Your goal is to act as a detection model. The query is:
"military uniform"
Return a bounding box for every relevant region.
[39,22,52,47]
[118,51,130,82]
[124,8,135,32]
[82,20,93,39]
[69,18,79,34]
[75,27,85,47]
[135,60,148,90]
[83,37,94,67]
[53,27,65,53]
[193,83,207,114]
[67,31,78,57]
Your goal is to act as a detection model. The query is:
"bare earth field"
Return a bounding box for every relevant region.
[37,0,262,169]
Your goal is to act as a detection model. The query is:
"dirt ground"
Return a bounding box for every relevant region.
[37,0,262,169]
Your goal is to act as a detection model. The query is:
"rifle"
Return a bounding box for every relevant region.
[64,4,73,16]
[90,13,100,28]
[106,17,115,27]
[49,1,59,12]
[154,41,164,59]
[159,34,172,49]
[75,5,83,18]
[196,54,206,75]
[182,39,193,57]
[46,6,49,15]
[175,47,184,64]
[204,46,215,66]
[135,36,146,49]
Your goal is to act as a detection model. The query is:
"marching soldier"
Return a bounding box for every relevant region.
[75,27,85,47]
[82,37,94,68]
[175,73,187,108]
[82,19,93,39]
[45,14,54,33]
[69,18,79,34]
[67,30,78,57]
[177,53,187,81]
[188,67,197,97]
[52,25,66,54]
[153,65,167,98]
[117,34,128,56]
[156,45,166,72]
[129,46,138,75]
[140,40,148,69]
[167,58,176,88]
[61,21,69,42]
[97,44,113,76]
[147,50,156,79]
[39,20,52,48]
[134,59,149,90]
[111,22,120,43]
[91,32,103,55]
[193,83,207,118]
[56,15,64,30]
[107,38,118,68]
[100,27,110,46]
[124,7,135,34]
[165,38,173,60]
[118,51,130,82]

———

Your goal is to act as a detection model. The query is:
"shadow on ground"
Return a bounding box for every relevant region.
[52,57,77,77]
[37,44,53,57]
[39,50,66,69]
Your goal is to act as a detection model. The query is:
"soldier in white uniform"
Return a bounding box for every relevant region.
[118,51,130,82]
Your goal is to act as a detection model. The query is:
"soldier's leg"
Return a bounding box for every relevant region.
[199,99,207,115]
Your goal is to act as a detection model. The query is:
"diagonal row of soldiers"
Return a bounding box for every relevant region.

———

EXERCISE REQUIREMENTS:
Gather and copy out every line of the data above that contains the string "uniform". Case counts when matching.

TASK RESPONSE:
"military uniform"
"soldier in white uniform"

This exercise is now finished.